ACTIVITY
Say how many lines in the entries below have the word "handle" in them, giving only the number.

DATA SUPPLIED
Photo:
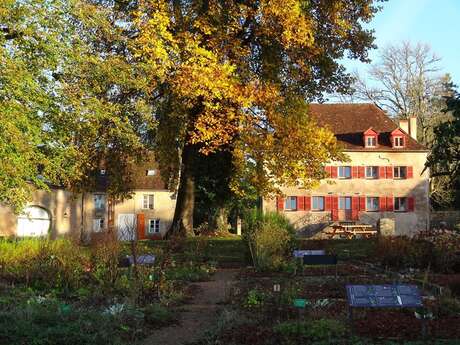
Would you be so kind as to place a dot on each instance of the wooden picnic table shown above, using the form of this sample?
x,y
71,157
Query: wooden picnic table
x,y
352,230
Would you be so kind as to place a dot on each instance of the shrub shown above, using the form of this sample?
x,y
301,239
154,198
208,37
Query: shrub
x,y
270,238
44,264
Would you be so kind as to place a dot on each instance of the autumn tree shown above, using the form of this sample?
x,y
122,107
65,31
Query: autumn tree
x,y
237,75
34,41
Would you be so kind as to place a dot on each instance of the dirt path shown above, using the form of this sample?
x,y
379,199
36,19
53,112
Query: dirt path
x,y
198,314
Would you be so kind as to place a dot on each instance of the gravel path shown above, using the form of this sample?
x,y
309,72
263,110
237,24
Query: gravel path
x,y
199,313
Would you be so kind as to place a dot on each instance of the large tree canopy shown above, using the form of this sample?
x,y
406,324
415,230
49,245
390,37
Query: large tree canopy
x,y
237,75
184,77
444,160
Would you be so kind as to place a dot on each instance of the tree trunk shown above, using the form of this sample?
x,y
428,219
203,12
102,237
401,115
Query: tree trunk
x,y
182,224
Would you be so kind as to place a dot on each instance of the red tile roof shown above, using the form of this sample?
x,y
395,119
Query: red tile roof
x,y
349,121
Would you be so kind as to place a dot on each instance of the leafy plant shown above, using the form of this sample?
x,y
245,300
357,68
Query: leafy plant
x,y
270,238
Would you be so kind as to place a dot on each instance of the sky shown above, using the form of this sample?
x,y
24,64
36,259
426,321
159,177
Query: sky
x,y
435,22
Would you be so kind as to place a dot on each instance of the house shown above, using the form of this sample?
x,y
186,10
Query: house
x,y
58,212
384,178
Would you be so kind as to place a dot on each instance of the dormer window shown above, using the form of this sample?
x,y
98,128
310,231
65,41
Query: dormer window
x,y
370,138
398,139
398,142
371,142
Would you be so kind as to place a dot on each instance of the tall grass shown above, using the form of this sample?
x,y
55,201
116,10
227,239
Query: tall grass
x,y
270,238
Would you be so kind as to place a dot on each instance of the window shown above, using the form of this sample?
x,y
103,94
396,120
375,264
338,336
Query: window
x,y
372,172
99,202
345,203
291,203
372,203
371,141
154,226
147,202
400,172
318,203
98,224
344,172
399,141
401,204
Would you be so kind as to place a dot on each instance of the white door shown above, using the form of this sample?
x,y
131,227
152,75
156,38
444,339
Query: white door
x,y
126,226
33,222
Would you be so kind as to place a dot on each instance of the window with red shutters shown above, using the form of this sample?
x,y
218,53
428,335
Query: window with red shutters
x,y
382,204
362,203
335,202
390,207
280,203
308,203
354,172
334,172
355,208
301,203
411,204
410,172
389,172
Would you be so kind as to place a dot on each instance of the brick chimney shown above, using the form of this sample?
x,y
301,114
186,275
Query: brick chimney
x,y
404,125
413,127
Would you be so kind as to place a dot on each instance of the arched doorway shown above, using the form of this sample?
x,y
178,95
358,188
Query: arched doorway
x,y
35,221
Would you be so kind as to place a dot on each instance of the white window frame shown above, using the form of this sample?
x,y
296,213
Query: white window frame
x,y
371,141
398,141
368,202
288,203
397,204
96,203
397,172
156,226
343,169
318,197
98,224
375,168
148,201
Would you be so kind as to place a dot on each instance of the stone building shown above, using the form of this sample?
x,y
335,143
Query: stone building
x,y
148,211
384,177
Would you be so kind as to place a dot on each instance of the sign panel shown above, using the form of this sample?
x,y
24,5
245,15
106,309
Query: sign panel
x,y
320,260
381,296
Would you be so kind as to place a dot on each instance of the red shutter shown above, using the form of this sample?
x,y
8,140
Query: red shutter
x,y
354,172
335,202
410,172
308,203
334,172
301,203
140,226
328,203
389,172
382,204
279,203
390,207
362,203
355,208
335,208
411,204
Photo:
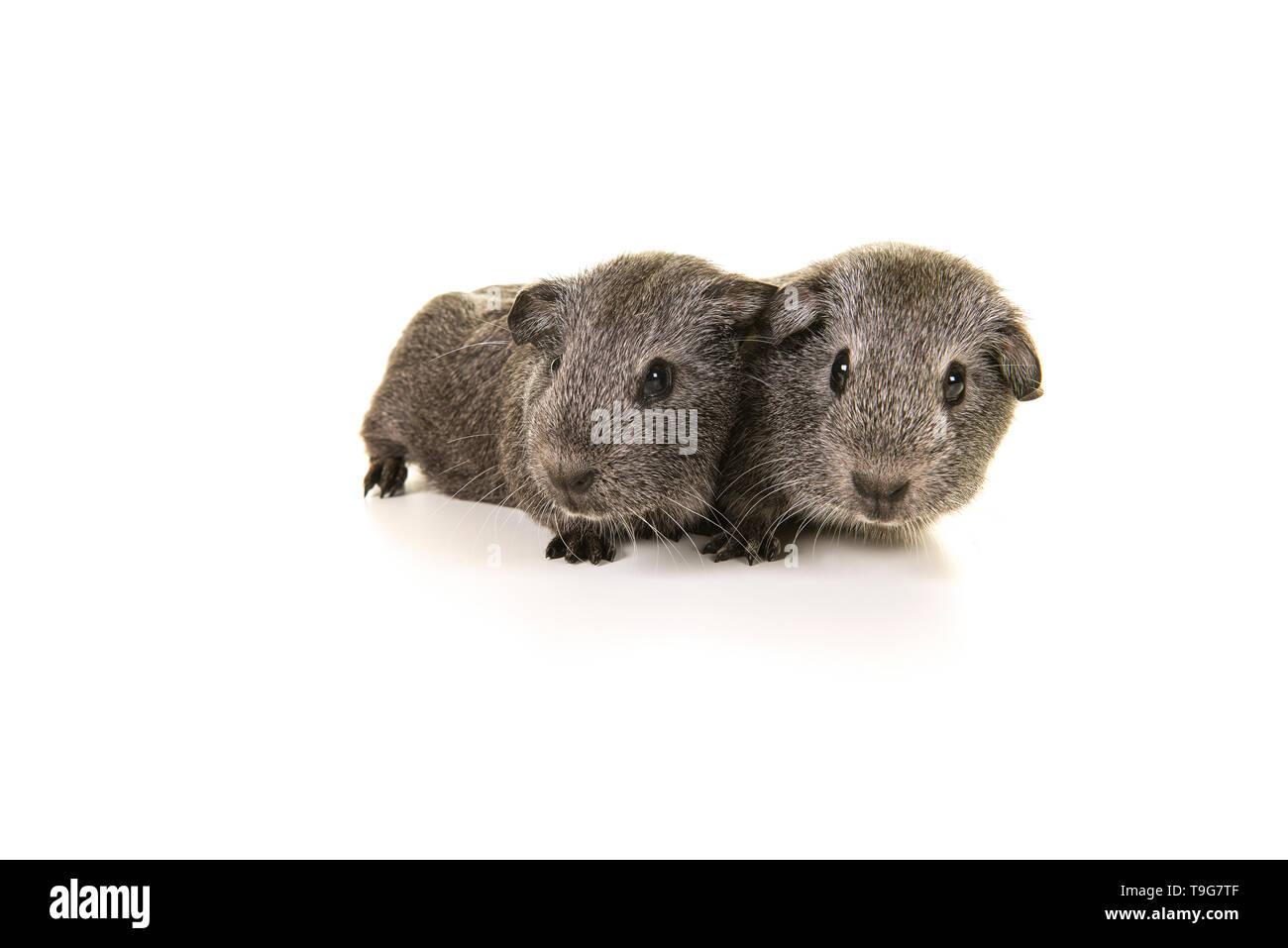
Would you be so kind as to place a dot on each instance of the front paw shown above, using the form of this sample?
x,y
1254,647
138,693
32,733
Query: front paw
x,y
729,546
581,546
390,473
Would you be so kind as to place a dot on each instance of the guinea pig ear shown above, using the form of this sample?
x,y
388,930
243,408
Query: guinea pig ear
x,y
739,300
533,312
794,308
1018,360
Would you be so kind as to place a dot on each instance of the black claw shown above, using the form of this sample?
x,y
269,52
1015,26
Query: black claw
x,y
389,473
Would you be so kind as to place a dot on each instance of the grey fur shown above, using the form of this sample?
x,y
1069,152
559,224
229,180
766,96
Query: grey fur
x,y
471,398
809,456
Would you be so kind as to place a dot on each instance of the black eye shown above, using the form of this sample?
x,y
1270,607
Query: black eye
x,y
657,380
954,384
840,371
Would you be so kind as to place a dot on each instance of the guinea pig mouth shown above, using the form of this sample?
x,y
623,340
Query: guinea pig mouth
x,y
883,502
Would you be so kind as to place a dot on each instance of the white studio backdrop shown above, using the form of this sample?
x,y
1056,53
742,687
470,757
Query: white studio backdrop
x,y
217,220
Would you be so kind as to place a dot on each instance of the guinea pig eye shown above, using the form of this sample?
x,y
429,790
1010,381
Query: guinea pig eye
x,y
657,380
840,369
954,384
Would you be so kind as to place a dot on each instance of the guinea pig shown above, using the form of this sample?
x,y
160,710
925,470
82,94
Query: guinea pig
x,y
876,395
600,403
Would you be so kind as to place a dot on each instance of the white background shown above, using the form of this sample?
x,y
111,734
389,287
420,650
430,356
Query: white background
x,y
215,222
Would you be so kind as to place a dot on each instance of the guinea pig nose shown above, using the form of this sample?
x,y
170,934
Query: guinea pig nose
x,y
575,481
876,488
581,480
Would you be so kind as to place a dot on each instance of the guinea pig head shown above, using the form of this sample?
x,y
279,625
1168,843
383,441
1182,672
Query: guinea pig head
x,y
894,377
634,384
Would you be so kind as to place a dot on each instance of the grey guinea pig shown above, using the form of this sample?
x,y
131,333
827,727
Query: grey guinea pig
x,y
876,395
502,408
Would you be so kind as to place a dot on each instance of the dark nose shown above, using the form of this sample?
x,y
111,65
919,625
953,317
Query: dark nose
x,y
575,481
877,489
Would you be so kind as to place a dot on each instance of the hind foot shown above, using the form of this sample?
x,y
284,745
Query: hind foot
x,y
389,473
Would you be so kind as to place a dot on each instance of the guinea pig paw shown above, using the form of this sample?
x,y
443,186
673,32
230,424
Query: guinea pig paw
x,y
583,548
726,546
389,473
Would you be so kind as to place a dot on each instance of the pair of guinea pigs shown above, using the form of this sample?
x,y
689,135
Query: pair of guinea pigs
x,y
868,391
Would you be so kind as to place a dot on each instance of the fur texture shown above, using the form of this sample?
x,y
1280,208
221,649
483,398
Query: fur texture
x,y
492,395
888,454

* * *

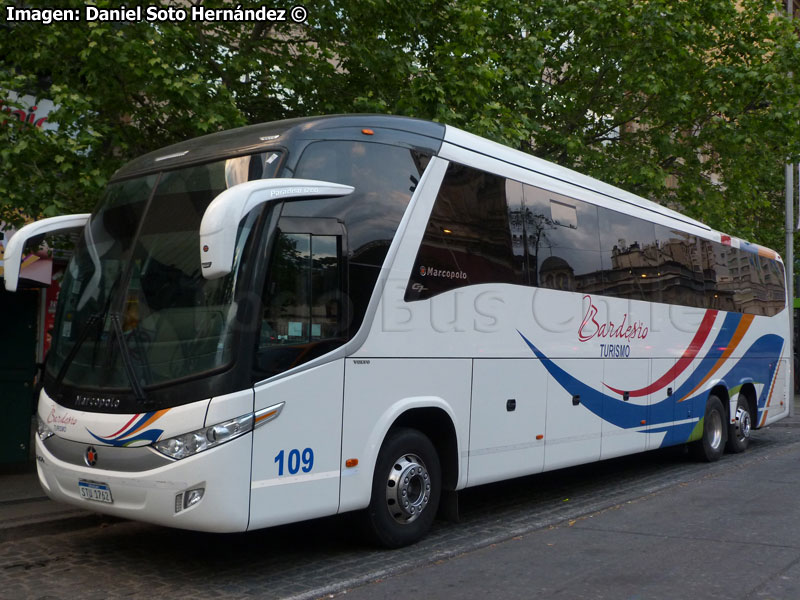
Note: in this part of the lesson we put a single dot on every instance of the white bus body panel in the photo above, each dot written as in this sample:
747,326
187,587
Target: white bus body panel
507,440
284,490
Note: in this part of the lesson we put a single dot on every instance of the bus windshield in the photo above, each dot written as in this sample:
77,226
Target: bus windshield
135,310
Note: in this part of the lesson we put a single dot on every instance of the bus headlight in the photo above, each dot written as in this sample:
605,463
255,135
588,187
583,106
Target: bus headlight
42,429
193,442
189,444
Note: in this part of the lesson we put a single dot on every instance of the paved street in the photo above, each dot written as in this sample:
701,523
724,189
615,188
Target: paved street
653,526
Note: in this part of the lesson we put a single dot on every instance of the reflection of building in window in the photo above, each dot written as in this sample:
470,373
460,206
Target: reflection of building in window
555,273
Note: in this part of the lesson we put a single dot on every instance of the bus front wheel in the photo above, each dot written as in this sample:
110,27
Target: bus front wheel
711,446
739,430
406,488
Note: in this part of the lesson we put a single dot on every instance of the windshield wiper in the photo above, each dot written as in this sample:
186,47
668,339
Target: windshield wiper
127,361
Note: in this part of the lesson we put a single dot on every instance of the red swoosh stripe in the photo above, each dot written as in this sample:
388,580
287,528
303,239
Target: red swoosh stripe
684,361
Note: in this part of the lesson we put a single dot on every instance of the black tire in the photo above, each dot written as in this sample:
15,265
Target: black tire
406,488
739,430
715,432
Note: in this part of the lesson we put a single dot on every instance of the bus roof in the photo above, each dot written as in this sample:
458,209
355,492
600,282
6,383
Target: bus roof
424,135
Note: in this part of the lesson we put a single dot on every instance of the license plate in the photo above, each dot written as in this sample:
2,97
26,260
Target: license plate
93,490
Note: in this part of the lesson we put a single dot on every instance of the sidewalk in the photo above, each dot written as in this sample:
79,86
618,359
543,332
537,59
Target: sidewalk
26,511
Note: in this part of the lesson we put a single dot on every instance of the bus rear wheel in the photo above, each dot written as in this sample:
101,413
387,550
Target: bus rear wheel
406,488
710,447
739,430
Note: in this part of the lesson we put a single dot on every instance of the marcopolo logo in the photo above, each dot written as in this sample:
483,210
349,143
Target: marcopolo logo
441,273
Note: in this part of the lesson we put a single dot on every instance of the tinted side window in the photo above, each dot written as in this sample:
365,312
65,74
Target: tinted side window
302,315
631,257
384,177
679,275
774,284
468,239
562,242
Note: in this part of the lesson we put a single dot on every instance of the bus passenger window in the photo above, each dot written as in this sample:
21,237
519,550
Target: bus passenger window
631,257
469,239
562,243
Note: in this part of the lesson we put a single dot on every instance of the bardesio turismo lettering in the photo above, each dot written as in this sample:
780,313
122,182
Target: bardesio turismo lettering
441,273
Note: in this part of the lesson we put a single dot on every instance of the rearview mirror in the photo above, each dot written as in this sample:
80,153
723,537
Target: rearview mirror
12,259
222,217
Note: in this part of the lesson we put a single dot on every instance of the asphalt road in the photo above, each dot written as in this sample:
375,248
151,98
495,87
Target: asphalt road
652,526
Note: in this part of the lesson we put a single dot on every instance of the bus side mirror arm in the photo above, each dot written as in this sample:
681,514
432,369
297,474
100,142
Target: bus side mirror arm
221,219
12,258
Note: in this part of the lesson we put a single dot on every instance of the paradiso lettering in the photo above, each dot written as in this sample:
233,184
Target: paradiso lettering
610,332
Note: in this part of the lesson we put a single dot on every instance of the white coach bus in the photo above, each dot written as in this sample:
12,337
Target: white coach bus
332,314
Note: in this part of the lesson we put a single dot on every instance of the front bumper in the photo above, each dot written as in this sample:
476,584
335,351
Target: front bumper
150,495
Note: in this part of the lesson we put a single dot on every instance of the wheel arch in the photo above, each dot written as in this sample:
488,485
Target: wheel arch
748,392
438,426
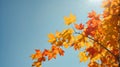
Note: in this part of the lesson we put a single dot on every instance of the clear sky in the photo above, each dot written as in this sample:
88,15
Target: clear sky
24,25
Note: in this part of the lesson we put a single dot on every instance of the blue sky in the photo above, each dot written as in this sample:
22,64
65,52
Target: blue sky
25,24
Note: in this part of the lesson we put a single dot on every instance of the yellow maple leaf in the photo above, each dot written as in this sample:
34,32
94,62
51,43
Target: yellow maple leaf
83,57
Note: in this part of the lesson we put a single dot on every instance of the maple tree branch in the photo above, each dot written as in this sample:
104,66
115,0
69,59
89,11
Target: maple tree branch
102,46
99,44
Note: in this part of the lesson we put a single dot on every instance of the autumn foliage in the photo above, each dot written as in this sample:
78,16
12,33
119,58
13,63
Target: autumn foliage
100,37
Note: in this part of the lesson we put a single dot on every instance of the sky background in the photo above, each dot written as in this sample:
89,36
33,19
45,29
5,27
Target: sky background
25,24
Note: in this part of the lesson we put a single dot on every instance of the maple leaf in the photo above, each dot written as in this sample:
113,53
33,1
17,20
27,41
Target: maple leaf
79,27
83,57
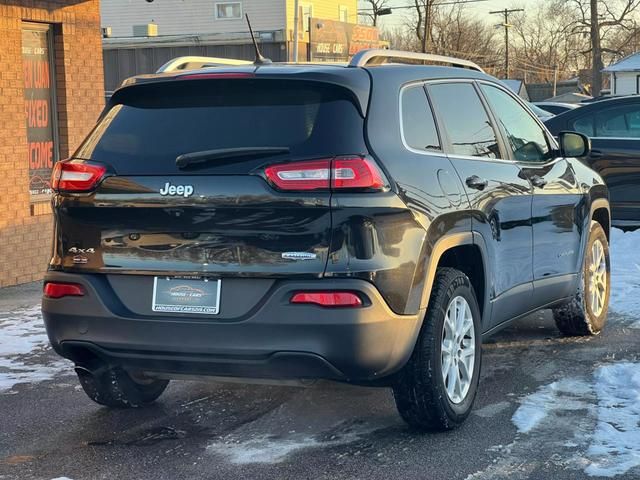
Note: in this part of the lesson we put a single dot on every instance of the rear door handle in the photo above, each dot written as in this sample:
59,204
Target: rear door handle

==

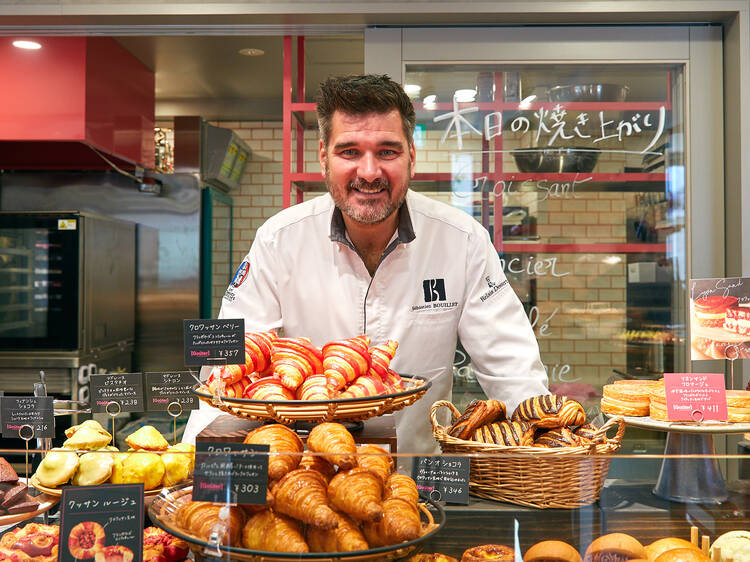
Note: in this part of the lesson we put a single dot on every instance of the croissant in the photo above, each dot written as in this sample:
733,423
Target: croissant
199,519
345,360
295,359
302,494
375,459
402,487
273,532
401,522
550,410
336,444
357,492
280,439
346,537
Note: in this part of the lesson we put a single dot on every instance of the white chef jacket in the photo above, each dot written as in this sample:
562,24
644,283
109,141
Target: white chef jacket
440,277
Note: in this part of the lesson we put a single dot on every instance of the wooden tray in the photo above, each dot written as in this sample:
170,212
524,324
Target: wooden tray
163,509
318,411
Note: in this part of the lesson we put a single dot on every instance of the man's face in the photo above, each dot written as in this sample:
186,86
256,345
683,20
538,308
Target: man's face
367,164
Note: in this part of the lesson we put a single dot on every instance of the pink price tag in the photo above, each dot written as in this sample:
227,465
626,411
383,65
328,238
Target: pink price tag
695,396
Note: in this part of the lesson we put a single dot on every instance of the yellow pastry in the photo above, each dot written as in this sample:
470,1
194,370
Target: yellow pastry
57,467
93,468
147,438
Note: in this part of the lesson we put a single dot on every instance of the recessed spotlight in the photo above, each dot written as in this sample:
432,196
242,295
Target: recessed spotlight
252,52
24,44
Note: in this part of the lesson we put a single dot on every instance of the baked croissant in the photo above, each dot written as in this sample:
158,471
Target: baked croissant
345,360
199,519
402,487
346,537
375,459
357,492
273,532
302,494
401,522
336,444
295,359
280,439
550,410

SOLUTION BELOW
2